--- start The records ---

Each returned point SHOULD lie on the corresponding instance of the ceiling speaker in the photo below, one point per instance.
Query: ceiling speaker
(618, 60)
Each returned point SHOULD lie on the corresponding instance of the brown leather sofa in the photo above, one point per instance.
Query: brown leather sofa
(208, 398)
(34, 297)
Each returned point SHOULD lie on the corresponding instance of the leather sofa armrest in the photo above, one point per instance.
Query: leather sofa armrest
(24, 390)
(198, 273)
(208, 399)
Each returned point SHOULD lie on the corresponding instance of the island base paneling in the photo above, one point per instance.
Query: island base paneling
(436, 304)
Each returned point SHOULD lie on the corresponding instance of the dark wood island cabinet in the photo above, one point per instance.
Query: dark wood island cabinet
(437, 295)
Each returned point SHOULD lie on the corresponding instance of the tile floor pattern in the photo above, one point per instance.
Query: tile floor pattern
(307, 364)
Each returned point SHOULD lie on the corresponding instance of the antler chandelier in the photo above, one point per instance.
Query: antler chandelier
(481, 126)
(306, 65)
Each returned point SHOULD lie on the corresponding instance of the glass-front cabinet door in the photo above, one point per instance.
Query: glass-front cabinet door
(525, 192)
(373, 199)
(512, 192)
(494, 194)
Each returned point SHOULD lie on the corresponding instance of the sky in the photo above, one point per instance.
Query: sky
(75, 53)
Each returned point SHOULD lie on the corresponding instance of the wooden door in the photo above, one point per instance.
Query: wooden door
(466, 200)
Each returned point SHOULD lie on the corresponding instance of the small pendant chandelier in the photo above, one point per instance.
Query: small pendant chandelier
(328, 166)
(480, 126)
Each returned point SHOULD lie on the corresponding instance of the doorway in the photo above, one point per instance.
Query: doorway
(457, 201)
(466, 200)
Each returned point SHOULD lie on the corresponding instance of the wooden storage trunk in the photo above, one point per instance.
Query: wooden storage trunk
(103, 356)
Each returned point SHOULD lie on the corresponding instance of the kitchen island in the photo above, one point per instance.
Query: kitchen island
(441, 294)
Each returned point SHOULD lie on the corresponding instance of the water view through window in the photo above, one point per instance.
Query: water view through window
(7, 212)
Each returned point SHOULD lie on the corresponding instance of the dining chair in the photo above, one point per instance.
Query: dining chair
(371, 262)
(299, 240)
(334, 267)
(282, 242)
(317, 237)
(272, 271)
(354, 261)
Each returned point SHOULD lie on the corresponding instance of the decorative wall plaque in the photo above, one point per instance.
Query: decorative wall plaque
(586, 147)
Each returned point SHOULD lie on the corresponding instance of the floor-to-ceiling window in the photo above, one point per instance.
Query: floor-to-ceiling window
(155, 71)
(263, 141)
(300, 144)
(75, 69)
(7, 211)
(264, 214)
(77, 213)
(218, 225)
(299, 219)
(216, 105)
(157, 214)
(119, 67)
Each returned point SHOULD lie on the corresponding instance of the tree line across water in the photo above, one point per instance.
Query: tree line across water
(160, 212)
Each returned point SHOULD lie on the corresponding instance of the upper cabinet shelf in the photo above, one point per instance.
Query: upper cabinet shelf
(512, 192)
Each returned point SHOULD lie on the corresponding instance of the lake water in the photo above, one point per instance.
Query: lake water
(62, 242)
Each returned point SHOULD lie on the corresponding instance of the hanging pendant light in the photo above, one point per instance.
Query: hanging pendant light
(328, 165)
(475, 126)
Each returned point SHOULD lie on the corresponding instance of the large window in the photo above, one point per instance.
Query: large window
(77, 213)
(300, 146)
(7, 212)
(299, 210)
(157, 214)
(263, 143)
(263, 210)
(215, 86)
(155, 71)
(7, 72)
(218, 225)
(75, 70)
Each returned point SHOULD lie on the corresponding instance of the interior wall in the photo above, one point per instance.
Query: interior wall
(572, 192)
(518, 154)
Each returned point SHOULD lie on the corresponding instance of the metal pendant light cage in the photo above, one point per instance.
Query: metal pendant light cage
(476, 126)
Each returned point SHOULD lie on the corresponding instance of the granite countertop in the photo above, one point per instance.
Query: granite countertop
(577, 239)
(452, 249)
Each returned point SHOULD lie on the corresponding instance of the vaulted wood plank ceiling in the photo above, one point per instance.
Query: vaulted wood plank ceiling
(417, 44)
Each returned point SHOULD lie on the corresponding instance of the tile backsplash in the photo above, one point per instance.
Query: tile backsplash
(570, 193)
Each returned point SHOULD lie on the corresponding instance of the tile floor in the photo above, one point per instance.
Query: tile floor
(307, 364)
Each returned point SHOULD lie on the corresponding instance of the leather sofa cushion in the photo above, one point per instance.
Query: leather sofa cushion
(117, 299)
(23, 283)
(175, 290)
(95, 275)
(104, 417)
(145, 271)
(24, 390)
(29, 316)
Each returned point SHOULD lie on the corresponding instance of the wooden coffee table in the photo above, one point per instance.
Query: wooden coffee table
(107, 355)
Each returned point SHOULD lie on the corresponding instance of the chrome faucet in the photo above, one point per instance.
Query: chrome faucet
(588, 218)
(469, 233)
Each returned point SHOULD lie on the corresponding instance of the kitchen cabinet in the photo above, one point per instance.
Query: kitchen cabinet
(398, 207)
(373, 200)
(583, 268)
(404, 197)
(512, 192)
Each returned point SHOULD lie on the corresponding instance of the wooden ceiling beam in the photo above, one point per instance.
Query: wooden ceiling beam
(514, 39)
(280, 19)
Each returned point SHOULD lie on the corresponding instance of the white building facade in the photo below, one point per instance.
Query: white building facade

--- end The records ---

■ **What the task requires**
Print again each line of the listing above, exactly as it appears.

■ **Solution for this task**
Each returned point SHOULD lie on the corresponding instance of the ceiling speaker in the photo below, one point per instance.
Query: ceiling speaker
(618, 60)
Each returned point SHOULD lie on the corresponding instance of the brown leather sofa in the photo above, one point per instance.
Query: brown leather sofa
(208, 398)
(34, 297)
Each returned point SHOULD lie on the corresponding instance of the leather sofa armrest in the photo above, one point per instance.
Query: leather sofa armrest
(24, 390)
(198, 273)
(208, 399)
Each returned point SHOULD lie on the corresponding instance of the island base paneling in the photo above, one point per instance.
Query: island base paneling
(436, 304)
Each returned point SHOULD lie on the corresponding instance of the dark wood island cabinet in the photo above, one point per instance.
Query: dark wood island cabinet
(437, 295)
Each returned point SHOULD lie on the corresponding instance of the tile floor pattern in the photo above, one point per instance.
Query: tile floor pattern
(307, 364)
Each returned point SHOULD lie on the corresponding instance of the antler chandelier in the photo above, one point per instance.
Query: antler chandelier
(481, 126)
(306, 65)
Each returned point SHOULD lie on the corresponding instance of the glass-front cabinet door in the photo above, one point per instance.
Query: glass-front cabinet door
(525, 192)
(373, 199)
(512, 192)
(494, 194)
Each returned point SHOULD lie on the corresponding instance of the sky in the photo above, one point per instance.
Query: sky
(75, 53)
Each returned point SHOULD lie on the corresponding instance of the wooden door in the photo above, one point per instance.
Query: wooden door
(466, 200)
Each returned point SHOULD lie on the corresponding instance of the small pendant chandelier in the photo above, one point per instance.
Query: small pendant chandelier
(328, 166)
(480, 126)
Each returned point SHOULD lie on the corresponding instance of the doorway in the photo above, one point per instance.
Query: doorway
(457, 201)
(466, 200)
Each returned point SHOULD lie on the corresponding instance of the wooden storage trunk in the photo above, one point per instance.
Query: wooden storage trunk
(103, 356)
Each returned point SHOULD lie on the corresponding instance of the kitchen island in the photo above, one point per instance.
Query: kitchen island
(441, 294)
Each returned point SHOULD lie on the corresponding instance of the water view through window in the photo above, one point per instance.
Query: water view through window
(7, 212)
Each returned point SHOULD lie on the corresponding instance of the dining chair in the photo above, one point per instance.
Query: dining chair
(371, 262)
(299, 240)
(334, 267)
(282, 242)
(317, 237)
(272, 271)
(354, 261)
Each returned point SHOULD lie on the corresponding instance of the decorative wall plaque in the photo above, one point per instance.
Query: decorative wall plaque
(586, 147)
Each returned point SHOULD lie on the corresponding instance of the floor-to-ceiling window in the photo above, one point per instance.
Query: floor-to-ceiling window
(155, 71)
(263, 141)
(300, 144)
(75, 69)
(7, 211)
(264, 214)
(77, 213)
(218, 225)
(299, 219)
(216, 105)
(157, 214)
(119, 67)
Each returned point SHOULD lie on the corresponding instance of the tree line across water in the photo above, one point per instance.
Query: tree line across water
(160, 212)
Each returned point SHOULD lie on the corresponding instance of the upper cabinet shelf in the photo above, one point per instance.
Query: upper cabinet shelf
(512, 192)
Each returned point SHOULD lie on the corresponding instance of the lake water in the photo above, one point per instance.
Query: lake water
(62, 242)
Each returned point SHOULD lie on the corresponding instance of the hanging pendant light in the photo above, one point per instance.
Query: hanging pendant light
(328, 165)
(475, 126)
Each returned point SHOULD lie on the corresponding instance of the large window in the photo above, one point per instance.
Query: large window
(77, 213)
(300, 146)
(7, 212)
(299, 210)
(157, 214)
(263, 143)
(263, 210)
(215, 86)
(155, 71)
(7, 72)
(218, 225)
(75, 70)
Each returned point SHOULD lie on the corresponding instance of the interior wall in the photo above, one point per instance.
Query: interior wall
(572, 192)
(518, 154)
Each returned point SHOULD lie on the corresponding instance of the metal pendant light cage in the photo above, one point per instance.
Query: metal pendant light cage
(476, 126)
Each returned point SHOULD lie on the corresponding instance of the granite countertop in the photo above, one point per instance.
Query: granite countertop
(577, 239)
(452, 249)
Each returned point SHOULD lie on the corresponding instance of the vaulted wood plank ceiling in the photo above, one point per instance.
Query: vaulted wood plank ceiling
(417, 44)
Each returned point SHOULD lie on the corresponding instance of the tile backsplash in the photo above, one point per instance.
Query: tile backsplash
(570, 193)
Each returned point SHOULD lie on the corresponding instance of the tile floor in the photo above, one point per instance.
Query: tile floor
(307, 364)
Each returned point SHOULD lie on the corresponding instance of the leather sofa cushion in the photo above, one point per instance.
Query: leather sofa cushion
(117, 299)
(23, 283)
(175, 290)
(95, 275)
(104, 417)
(145, 271)
(24, 390)
(29, 316)
Each returned point SHOULD lie on the corresponding instance of the wooden coffee table in the photo above, one point per instance.
Query: wooden coffee table
(107, 355)
Each returned point SHOULD lie on the corresponding instance of the chrome faucet in the photo above, one point per instance.
Query: chrome faucet
(588, 218)
(469, 233)
Each returned point SHOULD lie on the corresponding instance of the kitchen cabinet in the photo above, one point per instance.
Query: kitchen cabinet
(398, 207)
(373, 200)
(583, 268)
(404, 197)
(512, 192)
Each returned point SHOULD lie on the corresponding instance of the wooden ceiling beam in the photo above, one point per instance.
Query: wooden ceiling beam
(514, 39)
(280, 19)
Each returned point SHOULD lie on the corresponding instance of the white building facade in the photo below, one point per instance.
Query: white building facade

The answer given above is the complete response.